中国の王毅・外交担当国務委員兼外交部長が、米国のジョー・バイデン次期大統領の就任を控え、米国の2つの主な同盟国である韓国・日本と安定的な“関係維持”のための歴訪に乗り出した。バイデン政権が発足してからも続くと予想される米中対立の中で、韓国の悩みも深まるものと見られる。
チェ・ヨンサム外交部報道官は24日、定例ブリーフィングで「カン・ギョンファ長官が26日、王毅外交部長と韓中外相会談及び昼食会を行う。両国外相は新型コロナウイルスへの対応における協力および両国間の高官級交流などの2国間関係や、朝鮮半島情勢、地域および国際問題など、相互の関心事について意見を交換する。(今回の会談は)両国関係の発展に向けた多様な方策を模索する契機となる見通し」だと述べた。

作業指示 1: 本文によると、定例ブリーフィングで韓中外相会談の予定を明らかにしたのは誰ですか。
作業指示 2: 本文の「チェ・ヨンサム外交部報道官は」から「機となる見通し」だと述べた。」までを、一字も変えずにすべて書き写してください。

演習データ:
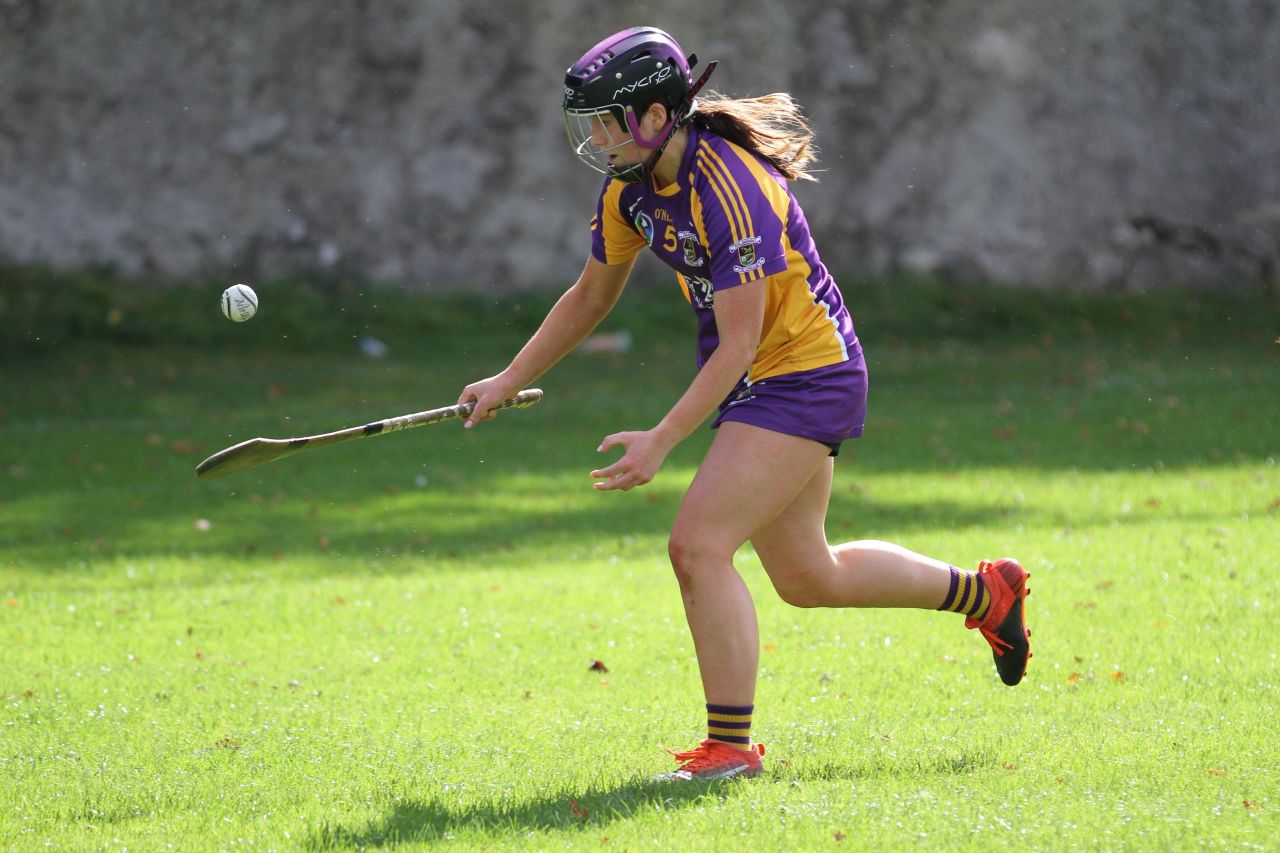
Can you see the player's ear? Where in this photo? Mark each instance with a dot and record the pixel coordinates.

解答 1: チェ・ヨンサム外交部報道官です。

解答 2:
チェ・ヨンサム外交部報道官は24日、定例ブリーフィングで「カン・ギョンファ長官が26日、王毅外交部長と韓中外相会談及び昼食会を行う。両国外相は新型コロナウイルスへの対応における協力および両国間の高官級交流などの2国間関係や、朝鮮半島情勢、地域および国際問題など、相互の関心事について意見を交換する。(今回の会談は)両国関係の発展に向けた多様な方策を模索する契機となる見通し」だと述べた。